### Exercise aim:
Your task is to transcribe the data in full.

### Exercise inputs:
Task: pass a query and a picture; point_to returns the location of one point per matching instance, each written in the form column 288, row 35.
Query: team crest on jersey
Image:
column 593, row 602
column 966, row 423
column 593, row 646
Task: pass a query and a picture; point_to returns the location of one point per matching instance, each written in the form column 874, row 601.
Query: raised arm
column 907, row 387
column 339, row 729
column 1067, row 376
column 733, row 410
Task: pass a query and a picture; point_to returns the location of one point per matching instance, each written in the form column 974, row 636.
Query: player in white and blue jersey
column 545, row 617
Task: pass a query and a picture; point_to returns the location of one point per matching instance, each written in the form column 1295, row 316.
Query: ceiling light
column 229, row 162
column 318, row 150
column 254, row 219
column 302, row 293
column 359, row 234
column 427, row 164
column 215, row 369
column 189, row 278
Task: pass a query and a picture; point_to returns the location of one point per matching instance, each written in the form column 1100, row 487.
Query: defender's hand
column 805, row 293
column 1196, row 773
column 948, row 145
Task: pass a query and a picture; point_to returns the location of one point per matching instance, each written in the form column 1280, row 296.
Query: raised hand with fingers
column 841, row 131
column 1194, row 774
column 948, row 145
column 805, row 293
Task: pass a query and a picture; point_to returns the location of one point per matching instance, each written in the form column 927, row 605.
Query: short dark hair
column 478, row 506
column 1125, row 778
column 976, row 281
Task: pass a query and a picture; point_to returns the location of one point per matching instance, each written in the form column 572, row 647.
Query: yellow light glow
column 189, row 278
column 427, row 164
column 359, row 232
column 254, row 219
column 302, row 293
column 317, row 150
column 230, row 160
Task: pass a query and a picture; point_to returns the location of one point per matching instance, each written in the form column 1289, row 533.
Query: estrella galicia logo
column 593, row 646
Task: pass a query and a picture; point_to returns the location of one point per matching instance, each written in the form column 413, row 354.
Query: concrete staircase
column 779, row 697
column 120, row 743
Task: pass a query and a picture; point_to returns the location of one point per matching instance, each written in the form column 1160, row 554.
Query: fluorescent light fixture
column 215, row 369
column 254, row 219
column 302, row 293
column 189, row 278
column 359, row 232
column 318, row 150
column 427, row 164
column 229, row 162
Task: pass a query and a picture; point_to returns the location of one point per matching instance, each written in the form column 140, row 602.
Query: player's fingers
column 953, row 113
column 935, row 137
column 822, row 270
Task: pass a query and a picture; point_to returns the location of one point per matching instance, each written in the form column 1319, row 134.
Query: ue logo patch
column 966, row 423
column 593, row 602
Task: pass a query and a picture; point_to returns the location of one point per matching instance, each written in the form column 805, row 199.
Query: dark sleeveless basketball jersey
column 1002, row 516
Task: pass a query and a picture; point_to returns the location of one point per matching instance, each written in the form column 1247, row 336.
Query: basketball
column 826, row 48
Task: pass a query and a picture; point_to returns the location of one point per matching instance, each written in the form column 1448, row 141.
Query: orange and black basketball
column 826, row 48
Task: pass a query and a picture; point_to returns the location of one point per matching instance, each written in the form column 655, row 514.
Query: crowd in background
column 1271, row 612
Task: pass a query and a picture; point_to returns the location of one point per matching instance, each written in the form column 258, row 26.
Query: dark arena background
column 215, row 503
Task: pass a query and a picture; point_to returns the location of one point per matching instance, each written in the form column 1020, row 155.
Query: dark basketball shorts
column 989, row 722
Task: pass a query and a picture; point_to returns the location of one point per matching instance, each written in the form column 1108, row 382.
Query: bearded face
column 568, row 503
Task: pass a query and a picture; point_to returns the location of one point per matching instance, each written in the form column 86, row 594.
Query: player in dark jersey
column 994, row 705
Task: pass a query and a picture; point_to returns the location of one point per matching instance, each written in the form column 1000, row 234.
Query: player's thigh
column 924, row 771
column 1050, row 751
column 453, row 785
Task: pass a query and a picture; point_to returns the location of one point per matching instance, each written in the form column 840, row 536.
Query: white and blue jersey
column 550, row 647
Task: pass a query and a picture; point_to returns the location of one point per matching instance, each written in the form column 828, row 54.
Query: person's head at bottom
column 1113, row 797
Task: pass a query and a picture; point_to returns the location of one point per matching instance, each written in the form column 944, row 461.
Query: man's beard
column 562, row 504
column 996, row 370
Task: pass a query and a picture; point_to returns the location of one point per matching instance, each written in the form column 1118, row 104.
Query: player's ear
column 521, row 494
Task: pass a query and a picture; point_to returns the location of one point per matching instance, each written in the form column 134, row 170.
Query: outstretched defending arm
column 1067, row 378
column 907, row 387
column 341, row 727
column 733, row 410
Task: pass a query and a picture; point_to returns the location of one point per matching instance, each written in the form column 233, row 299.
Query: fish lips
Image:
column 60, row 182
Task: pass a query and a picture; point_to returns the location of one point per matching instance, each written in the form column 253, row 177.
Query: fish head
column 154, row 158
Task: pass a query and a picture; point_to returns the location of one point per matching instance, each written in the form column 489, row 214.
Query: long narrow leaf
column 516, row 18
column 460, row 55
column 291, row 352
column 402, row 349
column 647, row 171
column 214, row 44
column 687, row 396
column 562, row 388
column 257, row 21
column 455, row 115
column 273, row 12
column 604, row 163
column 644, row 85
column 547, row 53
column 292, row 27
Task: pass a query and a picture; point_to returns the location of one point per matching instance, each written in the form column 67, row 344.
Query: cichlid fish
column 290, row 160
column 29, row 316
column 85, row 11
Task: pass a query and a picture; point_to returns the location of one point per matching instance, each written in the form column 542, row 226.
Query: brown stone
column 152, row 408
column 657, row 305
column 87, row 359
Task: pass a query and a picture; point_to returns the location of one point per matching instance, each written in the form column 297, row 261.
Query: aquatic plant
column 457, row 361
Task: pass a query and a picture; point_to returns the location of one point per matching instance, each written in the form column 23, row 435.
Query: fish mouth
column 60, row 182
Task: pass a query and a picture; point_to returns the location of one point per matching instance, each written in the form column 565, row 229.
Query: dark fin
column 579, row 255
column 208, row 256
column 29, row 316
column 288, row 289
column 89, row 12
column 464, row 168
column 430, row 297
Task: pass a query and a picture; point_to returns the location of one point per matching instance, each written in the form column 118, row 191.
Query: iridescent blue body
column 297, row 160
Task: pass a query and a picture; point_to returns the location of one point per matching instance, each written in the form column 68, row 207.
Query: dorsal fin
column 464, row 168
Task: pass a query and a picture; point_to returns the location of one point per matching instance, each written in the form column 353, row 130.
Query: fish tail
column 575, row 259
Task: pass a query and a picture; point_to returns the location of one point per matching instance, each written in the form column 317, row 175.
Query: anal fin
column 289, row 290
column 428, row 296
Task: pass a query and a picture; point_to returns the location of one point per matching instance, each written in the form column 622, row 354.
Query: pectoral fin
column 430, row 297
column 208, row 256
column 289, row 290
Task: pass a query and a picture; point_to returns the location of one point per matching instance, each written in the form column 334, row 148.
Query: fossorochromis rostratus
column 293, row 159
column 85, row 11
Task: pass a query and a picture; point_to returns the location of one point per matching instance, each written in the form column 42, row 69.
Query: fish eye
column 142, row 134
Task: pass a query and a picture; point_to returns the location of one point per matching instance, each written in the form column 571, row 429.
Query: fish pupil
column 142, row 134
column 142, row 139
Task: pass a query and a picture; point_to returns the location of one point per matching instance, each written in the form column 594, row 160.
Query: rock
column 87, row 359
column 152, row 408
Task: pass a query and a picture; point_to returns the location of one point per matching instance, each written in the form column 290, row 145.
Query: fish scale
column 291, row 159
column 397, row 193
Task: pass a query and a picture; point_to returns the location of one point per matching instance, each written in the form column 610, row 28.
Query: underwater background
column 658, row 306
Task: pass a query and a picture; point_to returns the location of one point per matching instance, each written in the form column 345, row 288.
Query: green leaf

### Result for this exercise:
Task: pass a query and a picture; point_to returns the location of one point per matching instance, each written in the form column 288, row 35.
Query: team crest on jersey
Image:
column 593, row 602
column 966, row 423
column 593, row 646
Task: pass a query and a picture; point_to returns the location of one point per matching instance, each written in the form column 874, row 601.
Query: raised arm
column 907, row 387
column 339, row 729
column 1067, row 376
column 733, row 410
Task: pass a query and a picture; point_to returns the location of one point per matching instance, each written in the form column 974, row 636.
Query: player in white and blue jersey
column 545, row 617
Task: pass a query and a picture; point_to returns the location of one point per matching instance, each written in the form column 1295, row 316.
Query: ceiling light
column 229, row 162
column 318, row 150
column 254, row 219
column 302, row 293
column 359, row 234
column 427, row 164
column 215, row 369
column 189, row 278
Task: pass a query and a picture; point_to returns the location of one point per matching instance, each written in the form column 1100, row 487.
Query: defender's hand
column 805, row 293
column 1196, row 773
column 948, row 145
Task: pass a query and a picture; point_to returns the location of one point per matching instance, each written in the form column 1280, row 296.
Query: raised hand with fingers
column 841, row 131
column 1194, row 774
column 948, row 145
column 805, row 293
Task: pass a query and a picture; point_to returns the location of one point per matching instance, each written in the form column 927, row 605.
Query: short dark hair
column 478, row 506
column 1125, row 778
column 976, row 281
Task: pass a query and a picture; point_to returns the location of one point per matching instance, each written in the form column 572, row 647.
Query: yellow light glow
column 189, row 278
column 427, row 164
column 359, row 232
column 254, row 219
column 302, row 293
column 317, row 150
column 230, row 160
Task: pass a query and a picture; point_to returns the location of one point per matching instance, each written in the form column 1289, row 533.
Query: estrella galicia logo
column 593, row 646
Task: pass a query and a picture; point_to returns the location of one point per matching instance, each written in the form column 413, row 354.
Query: concrete staircase
column 779, row 697
column 120, row 743
Task: pass a query and a picture; point_to returns the location of one point per matching instance, each written in the form column 1160, row 554.
Query: fluorescent light fixture
column 215, row 369
column 254, row 219
column 302, row 293
column 189, row 278
column 359, row 232
column 318, row 150
column 427, row 164
column 229, row 162
Task: pass a query and a picture; point_to returns the location of one point per matching instance, each written in the form column 140, row 602.
Query: player's fingers
column 953, row 113
column 935, row 137
column 822, row 270
Task: pass a query and a picture; point_to returns the location of one point per matching instance, each written in the form column 1319, row 134.
Query: ue logo patch
column 966, row 423
column 593, row 602
Task: pass a query and a picture; point_to returns the location of one point per matching instance, each written in the form column 805, row 199.
Query: dark sleeveless basketball jersey
column 1002, row 516
Task: pass a query and a picture; point_to returns the location of one point per matching instance, each written in the form column 1247, row 336.
Query: basketball
column 826, row 48
Task: pass a query and a picture; point_to returns the location of one point per matching instance, each written in the form column 1448, row 141.
Query: orange and black basketball
column 826, row 48
Task: pass a query and a picture; point_to returns the location of one point per matching instance, each written in the form column 655, row 514.
Query: crowd in background
column 1271, row 612
Task: pass a query and a picture; point_to returns the location of one point per matching instance, each written in the form column 258, row 26.
Query: dark arena background
column 215, row 503
Task: pass a query and a picture; point_to returns the location of one point per matching instance, each written in the form column 1020, row 155.
Query: dark basketball shorts
column 989, row 722
Task: pass a query and a picture; point_to returns the location of one point per matching instance, each written in the form column 1108, row 382.
Query: bearded face
column 568, row 503
Task: pass a query and a picture; point_to returns the location of one point per matching instance, each written in the form column 86, row 594.
Query: player in dark jersey
column 994, row 705
Task: pass a query and a picture; point_to returns the location of one point per matching instance, each written in the form column 1000, row 234.
Query: player's thigh
column 924, row 771
column 1050, row 751
column 453, row 785
Task: pass a query and a picture; point_to returns the location of one point per matching instance, each written in the form column 840, row 536.
Query: white and blue jersey
column 550, row 647
Task: pass a query and a picture; point_to returns the location of one point per matching instance, each written in the form column 828, row 54.
Query: person's head at bottom
column 1113, row 797
Task: pass a query and a picture; point_to returns the location of one point per matching instance, each written in the form column 944, row 461.
Query: man's beard
column 562, row 504
column 996, row 370
Task: pass a query and a picture; point_to returns the location of one point per matching instance, each written in the form column 1118, row 104.
Query: player's ear
column 521, row 494
Task: pass a query and a picture; point_to returns the location of one point per matching instance, each written in the form column 134, row 170.
Query: outstretched defending arm
column 1067, row 378
column 907, row 387
column 341, row 727
column 733, row 410
Task: pass a query and a picture; point_to returns the location of one point per matching instance, each written in the form column 233, row 299.
Query: fish lips
Image:
column 60, row 182
Task: pass a query and a picture; point_to returns the location of one point per matching instance, each written in the form column 253, row 177.
Query: fish head
column 154, row 158
Task: pass a query and a picture; point_to returns the location of one point per matching instance, each written in the form column 489, row 214.
Query: long narrow leaf
column 516, row 18
column 460, row 55
column 291, row 352
column 402, row 349
column 647, row 171
column 214, row 44
column 687, row 396
column 562, row 388
column 257, row 21
column 455, row 115
column 273, row 12
column 604, row 163
column 644, row 85
column 547, row 53
column 292, row 27
Task: pass a query and a picture; point_to returns the location of one point per matching instance, each written in the form column 67, row 344.
Query: cichlid fish
column 290, row 160
column 29, row 316
column 85, row 11
Task: pass a query and a picture; point_to returns the location of one point per matching instance, each written in the form column 542, row 226.
Query: brown stone
column 152, row 408
column 657, row 305
column 87, row 359
Task: pass a query and a picture; point_to returns the location of one point per matching instance, each written in the form column 297, row 261.
Query: aquatic plant
column 457, row 361
Task: pass a query and a picture; point_to returns the location of one point per matching instance, each written in the form column 23, row 435.
Query: fish mouth
column 60, row 182
Task: pass a query and a picture; point_to returns the location of one point per matching instance, each written in the form column 565, row 229.
Query: dark fin
column 579, row 255
column 208, row 256
column 29, row 316
column 288, row 289
column 89, row 12
column 464, row 168
column 430, row 297
Task: pass a query and a picture; point_to returns the location of one point per matching instance, each written in the form column 118, row 191.
Query: iridescent blue body
column 297, row 160
Task: pass a query and a picture; point_to returns the location of one point per matching instance, each written in the form column 68, row 207.
Query: dorsal fin
column 464, row 168
Task: pass a query and a picture; point_to returns the location of one point per matching instance, each written in the form column 353, row 130.
Query: fish tail
column 575, row 259
Task: pass a query and a picture; point_to returns the location of one point per matching instance, each written in the form column 317, row 175.
Query: anal fin
column 289, row 290
column 428, row 296
Task: pass a query and a picture; point_to returns the location of one point per matching instance, each written in the form column 622, row 354.
Query: pectoral fin
column 430, row 297
column 208, row 256
column 289, row 290
Task: pass a query and a picture; point_to returns the location of one point per matching instance, each written in the form column 334, row 148.
Query: fossorochromis rostratus
column 293, row 159
column 85, row 11
Task: pass a query and a picture; point_to returns the location of one point per matching instance, each written in the form column 42, row 69.
Query: fish eye
column 142, row 134
Task: pass a query and a picture; point_to returns the location of one point per matching instance, each written in the form column 571, row 429.
Query: fish pupil
column 142, row 134
column 142, row 139
Task: pass a query and a picture; point_to returns the location of one point per matching instance, each written in the form column 594, row 160.
Query: rock
column 87, row 359
column 152, row 408
Task: pass a query and a picture; point_to returns the location of one point per matching instance, each written in the form column 290, row 145.
Query: fish scale
column 291, row 159
column 397, row 193
Task: pass a query and a picture; point_to returns the location of one point per matching instance, each written in the form column 610, row 28.
Query: underwater background
column 658, row 306
Task: pass a query and a picture; point_to returns the location of one point per matching instance, each written in the form column 345, row 288.
Query: green leaf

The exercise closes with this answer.